Tasks to carry out:
(a) According to the passage on malaria elimination modeling, what share of people with malaria symptoms would need prompt ACT treatment, above current control levels, to eventually drive malaria to elimination in many areas?
(b) In the passage on malaria elimination modeling, repeat verbatim the stretch from "The authors note" through "shrinks toward extinction.".
(c) Continue the passage on malaria elimination modeling from the point where it stops.

Excerpted passage:
━━━━━━━━━━━━━━━━━━━━━━━━━━━━━━
The authors note that their model assumes that the effectiveness of the current ACTs is not compromised by the emergence of parasite resistance and that patients comply with treatment. "If one assumes that patients receive only a partial dose of ACTs or are malnourished so that the drugs do not work as well, there is room for a single-dose of primaquine to provide a benefit," Dr. Johnston said. "It is also possible that primaquine could help new ACT combinations that are not as effective as the therapies modeled in our work. These alternative scenarios need to be investigated."

By increasing the use of ACTs to cover most infected people, the authors say, it is possible to reduce the number of sexual and mosquito stages to such a low level that the parasite population becomes unstable and shrinks toward extinction.

Drs. Johnston and Fidock also worked with colleagues David Smith of Johns Hopkins University, as well as Peter Gething and Simon Hay of Oxford University, to apply their modeling results to maps of current malaria prevalence and locate areas of the world where malaria could conceivably be eliminated through achievable reductions in parasite transmission.These maps used parasite surveys to calculate the worldwide prevalence of malaria in 2010, including the levels of control that had been achieved to that point.

The authors found that increasing ACT coverage to promptly treat 93 to 98 percent of people with malaria symptoms above these current levels of control could eventually drive malaria to elimination in many areas of Southeast Asia and India, as well as parts of East and Southern Africa. (The model was not designed to look at sub-Saharan Africa, where malaria is so rampant that it evokes a substantial immune response.)

mathematical model predicts areas of globe where malaria could be eliminated

Map showing the predicted probabilities that a five-fold reduction in transmission levels of the malaria parasite Plasmodium falciparum would lead toward malaria elimination. Red areas reflect the greatest probabilities; dark green areas reflect the lowest. Image: David Fidock.
━━━━━━━━━━━━━━━━━━━━━━━━━━━━━━
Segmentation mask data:

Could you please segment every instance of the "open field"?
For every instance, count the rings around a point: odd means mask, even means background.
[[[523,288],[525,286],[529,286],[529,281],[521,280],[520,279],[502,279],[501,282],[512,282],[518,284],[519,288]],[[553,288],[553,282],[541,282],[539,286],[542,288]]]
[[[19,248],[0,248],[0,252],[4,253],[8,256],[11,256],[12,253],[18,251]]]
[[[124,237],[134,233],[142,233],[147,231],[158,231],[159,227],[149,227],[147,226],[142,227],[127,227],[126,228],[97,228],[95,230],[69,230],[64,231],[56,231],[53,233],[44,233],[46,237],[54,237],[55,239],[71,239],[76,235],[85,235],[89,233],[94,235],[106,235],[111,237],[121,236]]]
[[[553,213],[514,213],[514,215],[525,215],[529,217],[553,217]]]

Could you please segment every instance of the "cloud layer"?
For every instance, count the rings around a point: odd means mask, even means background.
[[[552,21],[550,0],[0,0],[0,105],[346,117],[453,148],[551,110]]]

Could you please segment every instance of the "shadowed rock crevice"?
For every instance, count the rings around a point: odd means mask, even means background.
━━━━━━━━━━━━━━━━━━━━━━━━━━━━━━
Answers to this exercise:
(a) 93 to 98 percent

(b)
The authors note that their model assumes that the effectiveness of the current ACTs is not compromised by the emergence of parasite resistance and that patients comply with treatment. "If one assumes that patients receive only a partial dose of ACTs or are malnourished so that the drugs do not work as well, there is room for a single-dose of primaquine to provide a benefit," Dr. Johnston said. "It is also possible that primaquine could help new ACT combinations that are not as effective as the therapies modeled in our work. These alternative scenarios need to be investigated."

By increasing the use of ACTs to cover most infected people, the authors say, it is possible to reduce the number of sexual and mosquito stages to such a low level that the parasite population becomes unstable and shrinks toward extinction.

(c)
“We need to drastically increase the percentage of symptomatic people getting treatment,” Dr. Johnston said. “We cannot eliminate malaria now because many infected people are not getting treatment. They live in rural areas far from health clinics, or in refugee camps; or they are too poor. Because untreated individuals are so much more infectious than treated individuals, even a few untreated individuals in a population drastically reduce the effectiveness of any eradication effort.”

Drs. Fidock and Johnston are concerned that putting the focus on deploying primaquine will undermine efforts to increase use of ACTs. “The help that primaquine can provide appears in many cases to be minor, yet the problem is vast,” Dr. Johnston said.

“It’s like proposing to add a small thruster to a rocket to achieve a one percent increase in speed. The problem is that we haven’t built the rocket yet. A more realistic means of achieving a substantial reduction in the burden of malaria, based on our findings, is to facilitate prompt treatment with ACTs for essentially all symptomatic infections. Delivering effective medicines throughout endemic regions, many of which are very resource-poor, represents a major challenge and has the greatest potential impact on transmission.”

The study, published in the January 2014 issue of PLoS Computational Biology, was supported by grants from the Bill & Melinda Gates Foundation, Wellcome Trust, National Science Foundation, Department of Homeland Security, Fogarty International Center, Bloomberg Family Foundation, the UK Medical Research Council, and the NIH (AI079709).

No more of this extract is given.